Text:

‘Women are the original migrants; they have to migrate to a new family after marriage’

Women are the original migrants; they have to migrate to a new family after marriage, to a new city if the family moves or alone for employment, Renana Jhabvala, Chair of the Self-Employed Women’s Association (SEWA-Bharat) remarked at the seventh edition of the eight-part webinar series Thinc Migration by The Indian Express. “But we don’t often talk about the women who are left behind after their husbands migrate,” said Jhabvala.

This session of the Thinc Migration series looks at how Covid-induced disruptions impacted migrant women and children, who are often overlooked when it comes to policy-implementation. Presented by Omidyar Network India, and moderated by Udit Misra, Deputy Associate Editor, The Indian Express, the panel discussion included Sonalde Desai (Professor and Centre Director, NCAER-National Data Innovation Centre), Anjali Borhade (Founder Director, Disha Foundation), Rajeshwari B (MGNREGA Commissioner, Jharkhand) and Dipa Sinha (Assistant Professor, School of Liberal Studies, Ambedkar University).

Talking about the “half-truth of statistics” related to women migrants, Desai said, ”Of the 45 crore migrants that the 2011 Census records, 31 crore are women; which means 67% of the migrants are women. There are about 21 crore marriage migrants. While women who migrate with their family are roughly about 11% of all women migrants, or four crore. Women who are solo work migrants are roughly about 3% or 73 lakhs. But the biggest group for which we have virtually no statistics, and very poor statistics are women whose husbands migrate for work. Through our Human Development survey, we found that in 2004, roughly about 3% of women whose husbands migrated and they were left in the place of origin. That number had increased to 8% by 2011,” said Desai.

Commenting on the issue of the invisibility of the migrant woman and how schemes are designed and whether they’re reaching the beneficiaries, Sinha said, “Understand that this is also the larger context of invisibility of women and children, not just migrants. And when they are migrants, then they become even more vulnerable. The second thing, there is no one representative migrant woman. It’s a hugely heterogeneous group, there are women who are migrating from one village to the other because they got married to the other village or for work with family. We need to specially design programmes and ensure that migrant women are included in the design and the way to solve this would not probably be the same for every migrant format,” she said.

Data provided:
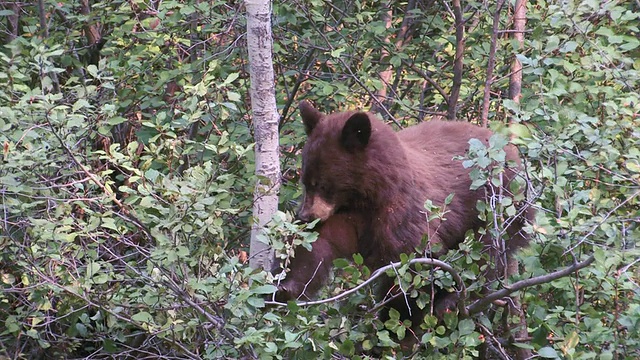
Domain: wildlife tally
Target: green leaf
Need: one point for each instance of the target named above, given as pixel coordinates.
(466, 327)
(548, 353)
(264, 289)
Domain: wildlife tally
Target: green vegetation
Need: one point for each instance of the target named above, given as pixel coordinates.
(126, 174)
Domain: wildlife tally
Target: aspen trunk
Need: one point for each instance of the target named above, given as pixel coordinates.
(265, 123)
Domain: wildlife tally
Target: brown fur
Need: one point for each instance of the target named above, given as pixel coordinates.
(368, 185)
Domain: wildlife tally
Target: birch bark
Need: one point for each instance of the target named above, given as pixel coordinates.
(265, 123)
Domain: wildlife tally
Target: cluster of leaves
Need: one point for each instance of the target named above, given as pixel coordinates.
(126, 175)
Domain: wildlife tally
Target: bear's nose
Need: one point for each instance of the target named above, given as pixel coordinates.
(302, 216)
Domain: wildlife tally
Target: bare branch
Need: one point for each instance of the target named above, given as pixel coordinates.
(483, 303)
(380, 272)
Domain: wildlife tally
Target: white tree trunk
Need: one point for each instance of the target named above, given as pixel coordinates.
(265, 123)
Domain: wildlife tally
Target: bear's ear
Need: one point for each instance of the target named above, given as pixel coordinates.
(310, 116)
(356, 132)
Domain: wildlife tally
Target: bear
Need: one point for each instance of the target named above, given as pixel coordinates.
(367, 184)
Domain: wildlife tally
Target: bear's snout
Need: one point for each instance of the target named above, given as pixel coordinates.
(315, 207)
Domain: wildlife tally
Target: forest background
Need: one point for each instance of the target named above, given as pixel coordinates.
(127, 172)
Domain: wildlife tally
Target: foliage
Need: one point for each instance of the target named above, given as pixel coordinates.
(126, 176)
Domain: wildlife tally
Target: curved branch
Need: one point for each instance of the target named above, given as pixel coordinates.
(381, 271)
(481, 304)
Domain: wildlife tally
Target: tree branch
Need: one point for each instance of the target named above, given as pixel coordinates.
(457, 62)
(381, 271)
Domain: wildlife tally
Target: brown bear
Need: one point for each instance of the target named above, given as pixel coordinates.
(368, 185)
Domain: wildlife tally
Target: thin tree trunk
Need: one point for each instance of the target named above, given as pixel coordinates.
(12, 21)
(452, 111)
(491, 64)
(519, 23)
(265, 123)
(515, 94)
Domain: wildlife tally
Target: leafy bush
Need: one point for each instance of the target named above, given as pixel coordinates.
(126, 177)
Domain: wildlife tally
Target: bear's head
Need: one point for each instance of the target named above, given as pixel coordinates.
(337, 169)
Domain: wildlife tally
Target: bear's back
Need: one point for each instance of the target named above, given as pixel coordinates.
(432, 150)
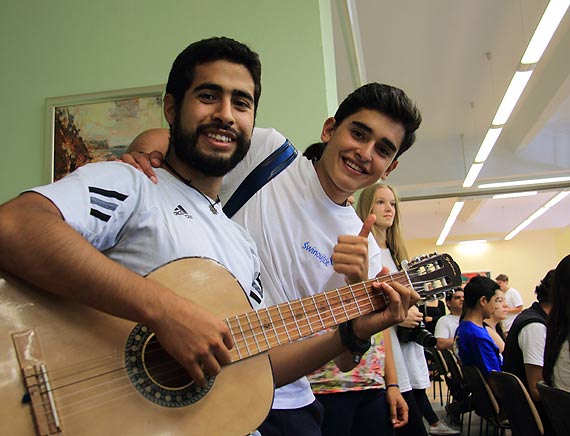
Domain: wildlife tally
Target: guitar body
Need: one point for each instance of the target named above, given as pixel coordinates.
(83, 353)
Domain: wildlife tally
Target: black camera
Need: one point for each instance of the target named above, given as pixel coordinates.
(418, 334)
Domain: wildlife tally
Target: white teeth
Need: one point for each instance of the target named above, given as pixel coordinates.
(219, 137)
(354, 166)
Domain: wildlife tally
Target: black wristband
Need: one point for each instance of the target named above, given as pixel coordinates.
(356, 346)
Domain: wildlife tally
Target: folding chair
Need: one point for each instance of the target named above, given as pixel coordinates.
(457, 387)
(556, 403)
(484, 403)
(515, 401)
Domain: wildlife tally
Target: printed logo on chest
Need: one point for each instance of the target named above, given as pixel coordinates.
(323, 258)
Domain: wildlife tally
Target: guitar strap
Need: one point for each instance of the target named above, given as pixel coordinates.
(261, 174)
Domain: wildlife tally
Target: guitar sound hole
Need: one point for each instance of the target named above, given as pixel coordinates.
(161, 368)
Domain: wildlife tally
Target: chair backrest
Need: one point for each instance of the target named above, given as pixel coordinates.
(452, 365)
(556, 403)
(515, 401)
(484, 402)
(440, 362)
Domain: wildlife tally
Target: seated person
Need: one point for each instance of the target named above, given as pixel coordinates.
(475, 345)
(447, 325)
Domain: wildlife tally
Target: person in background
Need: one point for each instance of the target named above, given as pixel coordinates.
(433, 310)
(297, 217)
(524, 349)
(117, 226)
(447, 325)
(475, 346)
(493, 323)
(556, 369)
(513, 299)
(411, 367)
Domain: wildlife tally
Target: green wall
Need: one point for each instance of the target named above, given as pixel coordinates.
(65, 47)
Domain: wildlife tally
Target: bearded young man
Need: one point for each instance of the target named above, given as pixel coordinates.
(92, 235)
(302, 212)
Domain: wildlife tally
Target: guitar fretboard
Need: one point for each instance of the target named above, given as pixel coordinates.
(258, 331)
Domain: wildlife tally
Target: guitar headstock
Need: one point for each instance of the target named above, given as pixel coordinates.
(433, 275)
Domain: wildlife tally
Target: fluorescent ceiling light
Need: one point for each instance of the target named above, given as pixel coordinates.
(514, 195)
(474, 241)
(472, 175)
(523, 182)
(546, 27)
(488, 144)
(514, 91)
(557, 198)
(450, 221)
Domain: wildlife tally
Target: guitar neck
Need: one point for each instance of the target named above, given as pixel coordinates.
(258, 331)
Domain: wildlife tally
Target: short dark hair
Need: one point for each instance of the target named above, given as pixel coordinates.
(449, 295)
(477, 287)
(210, 50)
(389, 101)
(543, 290)
(502, 278)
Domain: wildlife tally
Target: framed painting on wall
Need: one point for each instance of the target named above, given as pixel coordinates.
(97, 127)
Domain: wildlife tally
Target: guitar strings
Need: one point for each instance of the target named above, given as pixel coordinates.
(248, 333)
(256, 325)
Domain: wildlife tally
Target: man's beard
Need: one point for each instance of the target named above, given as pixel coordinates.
(185, 146)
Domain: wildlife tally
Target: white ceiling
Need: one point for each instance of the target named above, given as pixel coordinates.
(455, 59)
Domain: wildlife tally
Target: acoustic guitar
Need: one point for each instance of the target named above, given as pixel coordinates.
(67, 369)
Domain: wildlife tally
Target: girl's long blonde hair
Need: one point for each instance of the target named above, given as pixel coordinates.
(394, 237)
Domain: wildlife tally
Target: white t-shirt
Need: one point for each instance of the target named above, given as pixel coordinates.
(561, 370)
(513, 299)
(144, 226)
(532, 339)
(296, 226)
(446, 326)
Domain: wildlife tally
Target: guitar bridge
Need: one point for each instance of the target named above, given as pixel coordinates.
(36, 380)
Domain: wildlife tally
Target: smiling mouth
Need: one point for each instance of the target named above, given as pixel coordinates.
(354, 167)
(219, 137)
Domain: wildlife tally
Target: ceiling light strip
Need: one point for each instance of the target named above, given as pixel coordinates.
(548, 24)
(514, 195)
(472, 174)
(539, 212)
(512, 96)
(450, 221)
(524, 182)
(543, 33)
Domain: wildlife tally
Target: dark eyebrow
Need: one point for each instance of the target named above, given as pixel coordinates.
(384, 141)
(218, 88)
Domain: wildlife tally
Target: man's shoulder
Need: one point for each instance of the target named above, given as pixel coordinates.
(263, 136)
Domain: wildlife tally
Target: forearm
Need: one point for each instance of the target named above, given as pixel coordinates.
(151, 140)
(294, 360)
(444, 343)
(40, 247)
(390, 375)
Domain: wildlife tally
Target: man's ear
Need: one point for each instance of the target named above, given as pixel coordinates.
(328, 129)
(390, 168)
(169, 109)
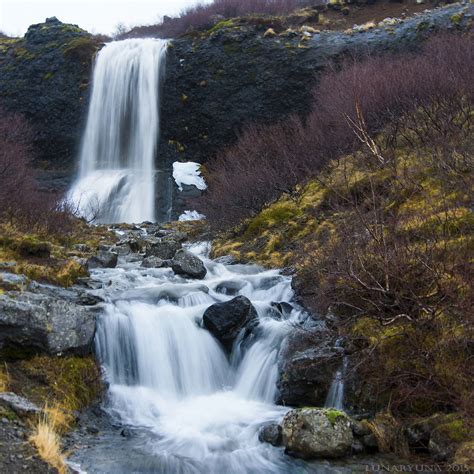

Using the information:
1 – In the article on women migrants, what percentage of the migrants recorded in the 2011 Census are women?
2 – Extend the article on women migrants from its last sentence.
The entries have nothing to do with the article on women migrants.

Answer set:
1 – 67%

2 –
Talking about vulnerability of women, Rajeshwari said that they are one of the most vulnerable groups. “Then the kids that join the mother and father during their migratory period are even more vulnerable,” she said.

Mentioning the drawbacks of technology in addressing the issue of tracking each and every individual, Rajeshwari says, “We have hardly 30% of people who have access to the Internet on their smartphones. How many children can actually hold a smartphone in their hands and maybe have access to the digital class that the government system is giving them? In rural areas, a family usually has one phone and many times not even a smartphone,” she said.

Borhade talked about the access to healthcare, especially the health services related to maternal and child health and the nutrition programmes. “Based on our research, as well as the direct intervention with migrant workers, we found there is a severe lack of awareness about what kind of programmes are available for them when they’re migrating and there are certain schemes specially for mother and child health such as Integrated Child Development Services or even the Janani Suraksha Yojana. It was also noticed that active outreach facilities or the services by health workers are lacking at the migrant areas in cities specially to identify and include the pregnant or lactating women and children in the mainstream programmes. Another important aspect is the financial inclusion of migrant women is needed on a really large scale, especially related to bank account opening, which is linked with various social protection programmes,” she said.